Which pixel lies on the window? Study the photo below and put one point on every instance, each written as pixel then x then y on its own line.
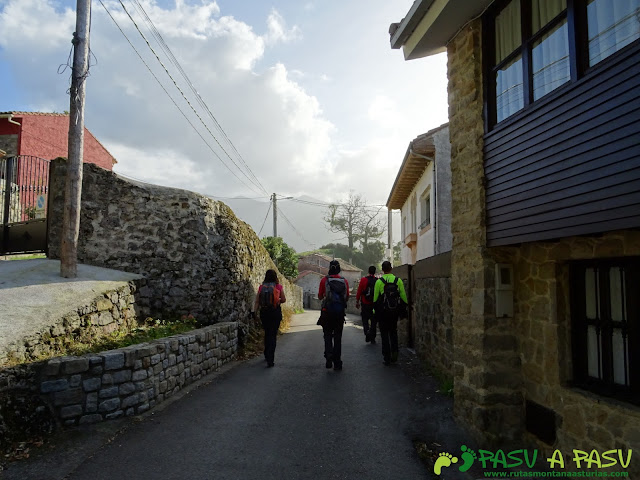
pixel 534 47
pixel 611 25
pixel 606 327
pixel 414 214
pixel 425 209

------

Short exercise:
Write out every one of the lines above without changing a word, and leave the picture out.

Answer in full:
Which pixel lies on the window? Study the photo below and put one point on every instance, each written as pixel then x then y on its own line.
pixel 534 47
pixel 611 25
pixel 606 327
pixel 414 214
pixel 425 209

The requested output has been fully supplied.